> _Page_:
────────────────

Despite his distaste of our daughter Darcy the old guy still managed to haul himself up the stairs every night when we put her to bed to keep watch on our little girl. Again he wasn’t pleased about the task. Iggy did not gaze at Darcy adoringly or attempt to kiss her feet or do any of the other cutesy little things magazines and TV would have you believe about dogs and infants. Instead he would circle a few times on the floor by her crib and then settle down with a distinct and irritated huff before glaring at me whenever I came into the room.

About four months into family life Iggy decided to call it quits. I like to think it was a conscious decision on his part. He could have taken the coward’s way out and run off but he was a good dog and wanted to stick by the family that had betrayed him, die and then force us to remember that we had contributed to his early death.

────────────────

> _The exercise_:
According to the passage about the dog Iggy, how far into family life did Iggy decide to call it quits?

> _Supplied material_:

────────────────

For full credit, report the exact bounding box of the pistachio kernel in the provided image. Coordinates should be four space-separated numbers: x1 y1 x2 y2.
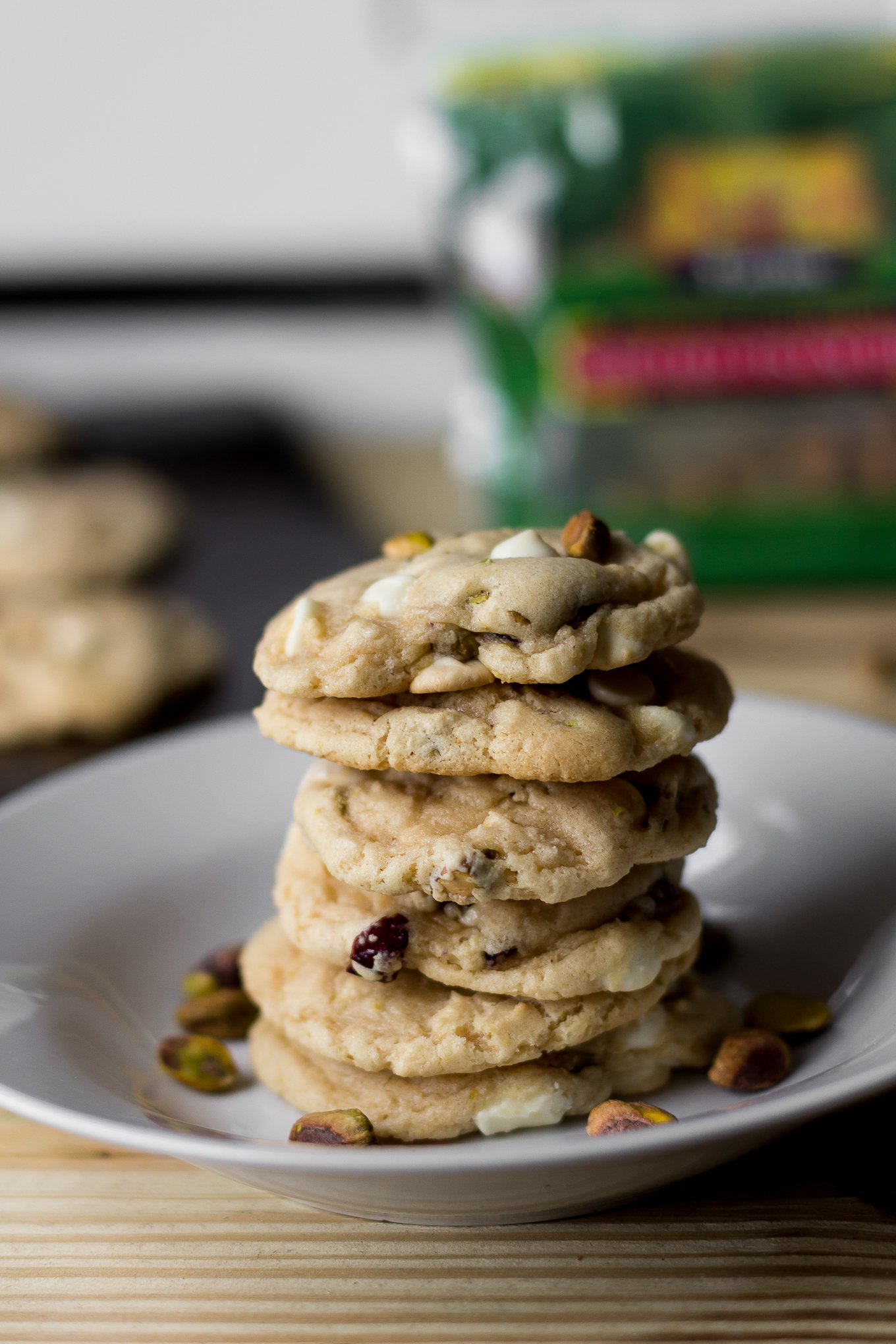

────────────────

> _Written reply_:
About four months.